OPINIONE Letto 1081

Il desiderio di una vita


Foto © Acri In Rete



Lei era una donna africana, giovane, poco più che quarantenne, sola, sfortunata, malata terminale di cancro.
Era arrivata in Italia con il suo unico figlio, piccolo, piccolo, sfuggendo alle guerriglie locali, la sua famiglia era stata trucidata, loro erano stati gli unici ad essersi salvati.
Il figlio gli era, poi, stato sottratto dalle leggi italiane, lei non aveva la capacità economica per sostenerlo e lei voleva offrirgli un futuro migliore, era la sola ragione che l’aveva protetta dalla paura durante tutta la loro fuga.
Lui fu adottato da una famiglia del Nord Italia ed ebbe una vita migliore, si era laureato, si era sposato, adesso aveva un figlio. Leiha vissuto vent’anni in Italia senza averne più notizie, le era rimasto solo il suo nome e il suo cognome a legare il ricordo stretto al suo cuore di mamma.
È sempre stata da sola, in umiltà, facendo tutti i mestieri che si possono offrire ad una donna africana, giovane, sola, povera e ignorante.
Non ha mai avuto altre pretese che vivere e lavorare con dignità ma, in punto di morte, in ospedale, aveva espresso due desideri:
essere battezzata e rivedere suo figlio, aveva un regalo che voleva, assolutamente, dargli!
Al capezzale del suo destino non c’erano amici o parenti ma solo i volontari dell’ospedale che erano diventati i suoi amici, i suoi parenti.
Sono uomini e donne che, ogni giorno, offrono il loro tempo libero ad aiutare chi, in ospedale, ha bisogno di aiuto e non sa a chi chiederlo.
È una mano tremante da stringere forte, una parola flebile da ascoltare, una bocca da aiutare a sfamare, una caramella dolce per ritrovare per un attimo il gusto della vita, un sorriso da condividere. Sono, in apparenza, tutte piccole cose, la cui importanza sfugge, però, solo a chi non ha mai accudito la solitudine del dolore e di un campanello che suona ma a cui non risponde chi vorresti fosse.
I volontari bussarono a tutte le porte, religiose e laiche, iniziarono a cercare il figlio, avevano anche loro un unico indizio, il nome e il cognome, spuntò una traccia, una targa, un automezzo intestato, si rivolsero all’ACI e il miracolo fu compiuto.
Il vescovo autorizzò un sacerdote ad officiare il battesimo, nella stanza d’ospedale della donna fu approntato un piccolo altare, una ciotola d’acqua benedetta, c’era tutto perché, soprattutto, c’era anche il suo adorato figlio con suo figlio, il nipotino.
——
§ **Esercizio**: Completa il brano sulla madre africana che, in ospedale, chiede di essere battezzata e di rivedere il figlio, riprendendo dopo l'ultima frase.

§ **Dati forniti**:
——
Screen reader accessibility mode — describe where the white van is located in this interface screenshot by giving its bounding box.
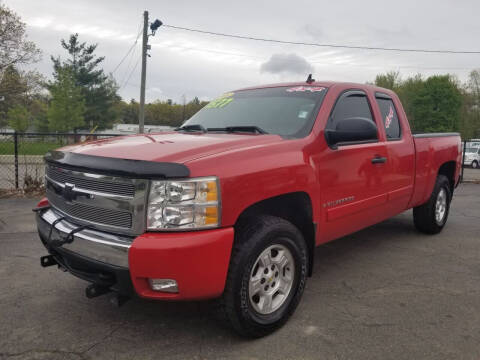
[463,146,480,169]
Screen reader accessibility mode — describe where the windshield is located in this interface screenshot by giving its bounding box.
[182,86,327,138]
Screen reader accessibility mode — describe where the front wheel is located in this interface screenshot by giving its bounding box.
[221,216,308,337]
[413,175,452,234]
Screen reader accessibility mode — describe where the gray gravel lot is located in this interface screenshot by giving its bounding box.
[0,184,480,360]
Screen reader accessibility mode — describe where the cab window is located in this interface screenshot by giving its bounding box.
[376,94,402,140]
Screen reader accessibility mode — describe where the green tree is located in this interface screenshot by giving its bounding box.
[375,71,402,91]
[0,3,41,74]
[412,75,462,132]
[29,98,49,132]
[47,69,85,132]
[51,34,120,129]
[7,105,32,132]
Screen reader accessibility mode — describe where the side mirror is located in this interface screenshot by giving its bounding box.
[325,117,378,149]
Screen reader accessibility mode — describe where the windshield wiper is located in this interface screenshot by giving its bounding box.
[207,125,268,134]
[174,124,207,133]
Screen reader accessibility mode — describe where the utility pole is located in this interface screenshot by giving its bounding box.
[138,10,148,134]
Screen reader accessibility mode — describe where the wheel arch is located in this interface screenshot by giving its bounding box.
[437,161,456,195]
[234,191,317,276]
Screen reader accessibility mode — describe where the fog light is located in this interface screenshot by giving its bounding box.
[148,279,178,292]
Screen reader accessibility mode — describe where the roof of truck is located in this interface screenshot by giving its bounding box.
[234,81,392,93]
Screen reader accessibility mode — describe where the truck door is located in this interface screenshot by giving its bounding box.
[319,90,388,242]
[375,92,415,216]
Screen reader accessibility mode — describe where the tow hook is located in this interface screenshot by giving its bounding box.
[40,255,59,267]
[85,284,130,307]
[85,284,112,299]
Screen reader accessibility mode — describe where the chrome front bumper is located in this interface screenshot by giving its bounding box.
[37,208,133,268]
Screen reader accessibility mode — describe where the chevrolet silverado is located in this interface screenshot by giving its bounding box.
[34,81,461,337]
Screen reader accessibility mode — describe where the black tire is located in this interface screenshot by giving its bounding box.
[413,175,452,234]
[219,216,308,338]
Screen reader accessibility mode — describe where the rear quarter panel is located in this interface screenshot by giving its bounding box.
[409,136,462,207]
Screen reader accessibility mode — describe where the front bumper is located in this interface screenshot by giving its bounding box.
[37,208,234,300]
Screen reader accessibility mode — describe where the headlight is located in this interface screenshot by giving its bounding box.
[147,177,220,230]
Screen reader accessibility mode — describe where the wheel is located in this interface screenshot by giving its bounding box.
[413,175,452,234]
[220,216,308,337]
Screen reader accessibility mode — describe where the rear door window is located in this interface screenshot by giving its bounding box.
[376,94,402,140]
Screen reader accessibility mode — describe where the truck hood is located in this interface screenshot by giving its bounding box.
[60,132,282,163]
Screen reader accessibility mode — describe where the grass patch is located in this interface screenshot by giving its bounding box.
[0,142,64,155]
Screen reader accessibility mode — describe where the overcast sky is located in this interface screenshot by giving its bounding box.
[3,0,480,101]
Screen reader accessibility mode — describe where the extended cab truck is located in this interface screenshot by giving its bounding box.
[35,82,461,336]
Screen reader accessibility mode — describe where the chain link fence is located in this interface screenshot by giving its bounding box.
[0,133,118,191]
[0,132,480,191]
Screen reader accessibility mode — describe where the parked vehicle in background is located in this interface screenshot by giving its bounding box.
[467,139,480,148]
[36,81,462,337]
[463,147,480,169]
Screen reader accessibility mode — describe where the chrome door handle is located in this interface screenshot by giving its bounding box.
[372,156,387,164]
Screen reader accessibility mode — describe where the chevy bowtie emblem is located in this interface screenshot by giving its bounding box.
[62,183,90,203]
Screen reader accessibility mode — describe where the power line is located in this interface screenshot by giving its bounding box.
[112,31,142,74]
[163,24,480,54]
[119,55,142,90]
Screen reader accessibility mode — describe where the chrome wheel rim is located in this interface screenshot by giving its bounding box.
[435,188,447,225]
[248,244,295,315]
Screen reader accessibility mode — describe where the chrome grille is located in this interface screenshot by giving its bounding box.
[47,166,135,197]
[45,164,148,236]
[49,194,132,228]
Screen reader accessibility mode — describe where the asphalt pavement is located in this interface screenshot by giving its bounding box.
[0,184,480,360]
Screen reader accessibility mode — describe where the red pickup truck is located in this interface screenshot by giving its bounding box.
[35,82,461,337]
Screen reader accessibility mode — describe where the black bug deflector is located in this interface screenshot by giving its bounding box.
[45,150,190,179]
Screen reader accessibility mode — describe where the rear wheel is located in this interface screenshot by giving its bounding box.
[413,175,452,234]
[220,216,307,337]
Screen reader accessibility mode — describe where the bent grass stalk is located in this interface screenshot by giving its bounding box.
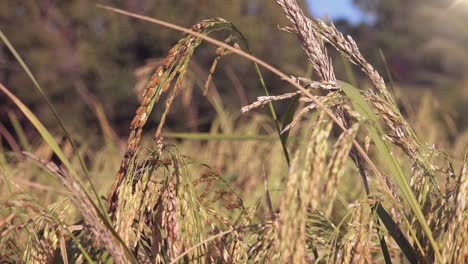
[97,5,442,260]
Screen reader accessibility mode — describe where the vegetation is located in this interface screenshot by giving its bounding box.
[0,0,468,263]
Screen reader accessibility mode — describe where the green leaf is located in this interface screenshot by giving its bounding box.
——
§ **Risultato**:
L’abbraccio è stato interminabile, muto a tutte le parole, tutte inutili a dire dell’amore di una mamma che ha ritrovato suo figlio.
Alla fine del giorno più bello della sua vita, la donna chiese al figlio di aprire il cassetto del suo comodino. Dentro c’era una busta, custodiva un assegno, erano tutti i suoi risparmi che lei aveva accumulato in attesa di poterli dare al suo unico figlio, era il suo regalo d’addio.
La donna morì dopo pochi giorni, aveva esaudito tutti i suoi desideri, adesso, era finalmente felice.
Walter è un uomo anziano, buono, profondamente religioso e i pazienti lo adorano, lo aspettano ogni mattina.
Lui è un volontario e, tutti i giorni, indossava il suo camice azzurro e veniva in Ospedale, aveva una caramella per tutti “dottore, le compro fresche tutte le mattine”, io lo chiamo così “l’omino delle caramelle!
L’ho visto fare di tutto, aiutare ad imboccare il brodo, sistemare le pantofole ai piedi del letto, accompagnare i pazienti a prendere i farmaci ed è sempre lui, soprattutto, assieme a sua moglie, Antonietta, volontaria anche lei, ad aver ritrovato il figlio della mamma nigeriana.
È una storia di venticinque anni fa che mi ha raccontato in uno scritto dove ho letto, riga per riga, ancora tutta la sua emozione, come se il tempo non fosse mai passato perché quella donna, lui e la moglie, non la dimenticheranno mai, è un abbraccio senza fine.
Oggi sono iscritti ad una associazione religiosa che non ha la convenzione e l’Ospedale ha comunicato loro che, a norma di legge, non possono più indossare il loro camice. Adesso, lui e sua moglie, sono a casa ma hanno un solo desidero, è non lasciare sola un’altra mamma sola!
La sua lettera si conclude così “dottore, perché non possiamo più fare il volontariato in Ospedale?”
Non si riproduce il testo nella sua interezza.